### What to do
Find the string "Target" in the entries and copy each line that has it.

····················

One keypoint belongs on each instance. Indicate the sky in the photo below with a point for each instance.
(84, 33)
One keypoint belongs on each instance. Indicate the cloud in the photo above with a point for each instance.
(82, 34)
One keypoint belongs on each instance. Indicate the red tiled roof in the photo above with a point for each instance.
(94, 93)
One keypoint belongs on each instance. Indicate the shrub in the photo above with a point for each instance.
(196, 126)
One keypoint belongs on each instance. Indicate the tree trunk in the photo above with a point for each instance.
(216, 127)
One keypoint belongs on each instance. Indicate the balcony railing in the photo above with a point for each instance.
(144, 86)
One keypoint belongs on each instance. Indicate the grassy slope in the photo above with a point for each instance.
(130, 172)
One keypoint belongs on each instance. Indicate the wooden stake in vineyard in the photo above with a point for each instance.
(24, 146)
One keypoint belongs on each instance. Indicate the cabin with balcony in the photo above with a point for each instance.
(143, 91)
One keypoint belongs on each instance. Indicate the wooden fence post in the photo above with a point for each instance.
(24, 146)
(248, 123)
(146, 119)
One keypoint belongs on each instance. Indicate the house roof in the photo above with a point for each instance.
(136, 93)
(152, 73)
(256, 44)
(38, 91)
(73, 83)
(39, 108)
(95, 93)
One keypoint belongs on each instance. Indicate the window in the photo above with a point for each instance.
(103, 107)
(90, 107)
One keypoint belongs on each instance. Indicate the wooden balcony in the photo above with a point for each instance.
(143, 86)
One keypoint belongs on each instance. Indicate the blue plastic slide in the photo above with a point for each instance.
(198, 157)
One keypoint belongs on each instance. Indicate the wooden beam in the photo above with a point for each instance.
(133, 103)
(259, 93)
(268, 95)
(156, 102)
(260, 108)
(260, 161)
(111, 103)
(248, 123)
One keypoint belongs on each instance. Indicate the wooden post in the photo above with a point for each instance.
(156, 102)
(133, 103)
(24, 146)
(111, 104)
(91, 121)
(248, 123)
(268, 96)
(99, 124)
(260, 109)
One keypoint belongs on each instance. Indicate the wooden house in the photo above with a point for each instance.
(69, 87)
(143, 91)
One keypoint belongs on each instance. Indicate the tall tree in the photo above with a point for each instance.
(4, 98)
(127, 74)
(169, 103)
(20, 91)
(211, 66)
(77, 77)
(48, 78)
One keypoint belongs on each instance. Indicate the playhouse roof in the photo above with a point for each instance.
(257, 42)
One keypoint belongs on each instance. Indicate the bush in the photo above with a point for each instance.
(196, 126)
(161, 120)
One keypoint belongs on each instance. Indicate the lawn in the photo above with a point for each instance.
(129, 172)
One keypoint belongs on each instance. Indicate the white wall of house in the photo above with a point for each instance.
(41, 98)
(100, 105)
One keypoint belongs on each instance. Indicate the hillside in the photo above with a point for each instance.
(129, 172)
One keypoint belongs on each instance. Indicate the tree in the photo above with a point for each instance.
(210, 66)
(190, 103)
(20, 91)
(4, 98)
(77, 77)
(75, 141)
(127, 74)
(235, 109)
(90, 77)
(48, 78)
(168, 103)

····················

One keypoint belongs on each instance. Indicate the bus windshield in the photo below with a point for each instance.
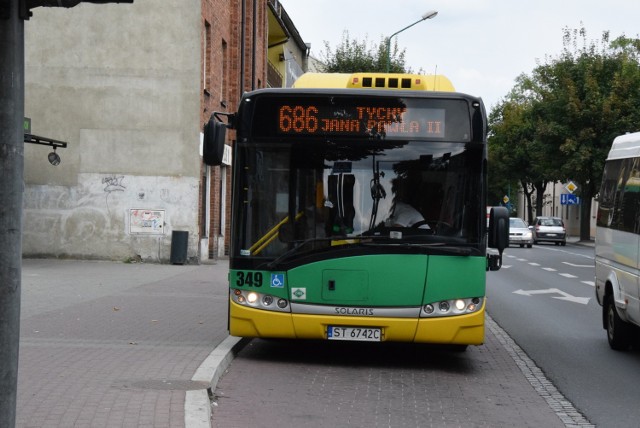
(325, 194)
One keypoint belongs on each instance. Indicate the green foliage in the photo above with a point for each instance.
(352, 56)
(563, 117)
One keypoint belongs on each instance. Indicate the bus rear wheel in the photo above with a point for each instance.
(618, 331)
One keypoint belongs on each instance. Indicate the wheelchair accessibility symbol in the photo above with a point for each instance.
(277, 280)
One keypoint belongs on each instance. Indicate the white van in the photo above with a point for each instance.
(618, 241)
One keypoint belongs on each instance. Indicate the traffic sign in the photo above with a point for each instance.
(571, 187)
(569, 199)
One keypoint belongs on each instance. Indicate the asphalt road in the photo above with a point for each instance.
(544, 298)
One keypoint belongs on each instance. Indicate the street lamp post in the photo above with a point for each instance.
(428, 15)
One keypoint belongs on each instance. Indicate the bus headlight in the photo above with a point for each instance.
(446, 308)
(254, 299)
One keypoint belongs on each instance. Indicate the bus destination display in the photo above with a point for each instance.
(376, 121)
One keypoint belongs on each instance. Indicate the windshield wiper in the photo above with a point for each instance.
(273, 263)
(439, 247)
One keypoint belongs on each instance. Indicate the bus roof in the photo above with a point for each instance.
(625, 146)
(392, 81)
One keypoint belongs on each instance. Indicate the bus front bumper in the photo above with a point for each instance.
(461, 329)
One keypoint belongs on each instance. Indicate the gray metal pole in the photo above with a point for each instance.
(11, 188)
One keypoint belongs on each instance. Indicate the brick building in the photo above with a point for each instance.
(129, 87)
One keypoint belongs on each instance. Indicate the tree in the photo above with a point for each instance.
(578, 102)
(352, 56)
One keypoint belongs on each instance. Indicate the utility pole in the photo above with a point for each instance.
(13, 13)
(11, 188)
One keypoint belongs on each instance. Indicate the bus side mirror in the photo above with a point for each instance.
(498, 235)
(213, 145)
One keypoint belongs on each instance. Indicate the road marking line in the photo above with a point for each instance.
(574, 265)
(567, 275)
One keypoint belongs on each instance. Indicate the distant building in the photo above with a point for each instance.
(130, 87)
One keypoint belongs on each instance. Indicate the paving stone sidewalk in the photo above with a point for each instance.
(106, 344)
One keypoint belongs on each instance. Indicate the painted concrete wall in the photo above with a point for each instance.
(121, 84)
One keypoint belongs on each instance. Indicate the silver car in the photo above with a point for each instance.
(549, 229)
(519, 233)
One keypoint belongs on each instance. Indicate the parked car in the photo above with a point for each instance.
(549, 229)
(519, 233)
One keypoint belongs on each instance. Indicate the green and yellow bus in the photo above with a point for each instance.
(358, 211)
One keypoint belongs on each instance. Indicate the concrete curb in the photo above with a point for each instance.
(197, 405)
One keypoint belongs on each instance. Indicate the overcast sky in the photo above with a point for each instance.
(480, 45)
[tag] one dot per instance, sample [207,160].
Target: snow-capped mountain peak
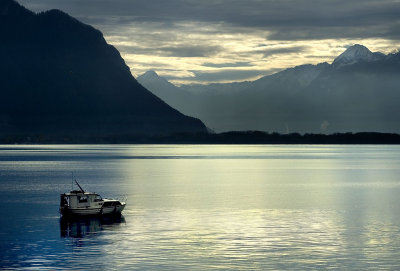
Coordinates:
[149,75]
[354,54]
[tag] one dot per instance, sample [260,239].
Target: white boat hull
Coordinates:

····················

### Answer box
Target: snow-capped mountain peak
Target: white boat hull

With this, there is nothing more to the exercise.